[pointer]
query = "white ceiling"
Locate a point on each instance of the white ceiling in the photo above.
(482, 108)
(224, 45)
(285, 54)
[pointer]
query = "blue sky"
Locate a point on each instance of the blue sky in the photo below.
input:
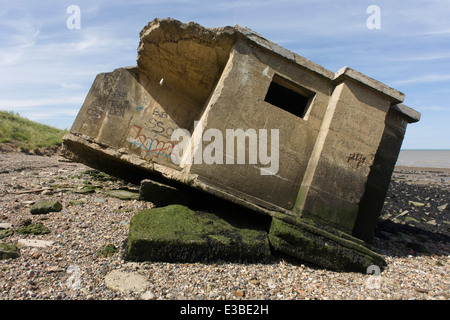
(46, 69)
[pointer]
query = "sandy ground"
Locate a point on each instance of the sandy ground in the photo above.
(412, 234)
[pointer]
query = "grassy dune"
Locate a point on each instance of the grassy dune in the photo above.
(27, 134)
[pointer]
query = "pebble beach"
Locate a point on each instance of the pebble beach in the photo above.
(70, 262)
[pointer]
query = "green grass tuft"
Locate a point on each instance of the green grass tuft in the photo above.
(33, 135)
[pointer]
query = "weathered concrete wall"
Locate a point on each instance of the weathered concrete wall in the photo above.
(239, 103)
(335, 159)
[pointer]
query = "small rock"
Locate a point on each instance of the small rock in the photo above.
(5, 225)
(43, 207)
(8, 251)
(108, 250)
(5, 233)
(77, 202)
(125, 281)
(148, 295)
(34, 243)
(34, 228)
(36, 255)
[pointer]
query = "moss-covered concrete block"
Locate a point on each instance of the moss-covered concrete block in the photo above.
(43, 207)
(176, 233)
(161, 194)
(311, 244)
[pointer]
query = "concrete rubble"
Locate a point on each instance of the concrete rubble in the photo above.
(336, 136)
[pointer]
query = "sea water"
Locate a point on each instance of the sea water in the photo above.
(424, 158)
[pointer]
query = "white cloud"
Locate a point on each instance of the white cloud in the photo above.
(424, 79)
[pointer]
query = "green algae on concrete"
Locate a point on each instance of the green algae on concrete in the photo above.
(162, 194)
(308, 243)
(176, 233)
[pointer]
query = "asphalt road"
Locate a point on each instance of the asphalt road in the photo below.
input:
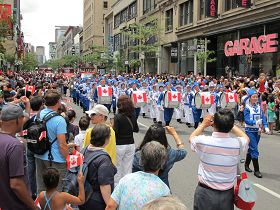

+++

◆ EXERCISE INSTRUCTIONS:
Whenever the string "asphalt" turns up in a line above, copy that line out.

◆ WRITTEN RESPONSE:
query = "asphalt road"
Locate a point on each instance of the asphalt road in the photo below.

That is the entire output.